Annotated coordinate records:
○ ○ ○ ○ ○ ○ ○

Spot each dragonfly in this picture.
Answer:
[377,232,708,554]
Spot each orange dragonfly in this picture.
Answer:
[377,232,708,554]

○ ○ ○ ○ ○ ○ ○

Written request =
Reproduce every entry above, requests included. Multiply each coordinate in the answers by 0.5 and round the result to a whole number, rounding halves up.

Written response =
Spot each dragonfly in this picture.
Answer:
[189,116,354,277]
Spot each orange dragonfly in this picture.
Answer:
[189,116,354,277]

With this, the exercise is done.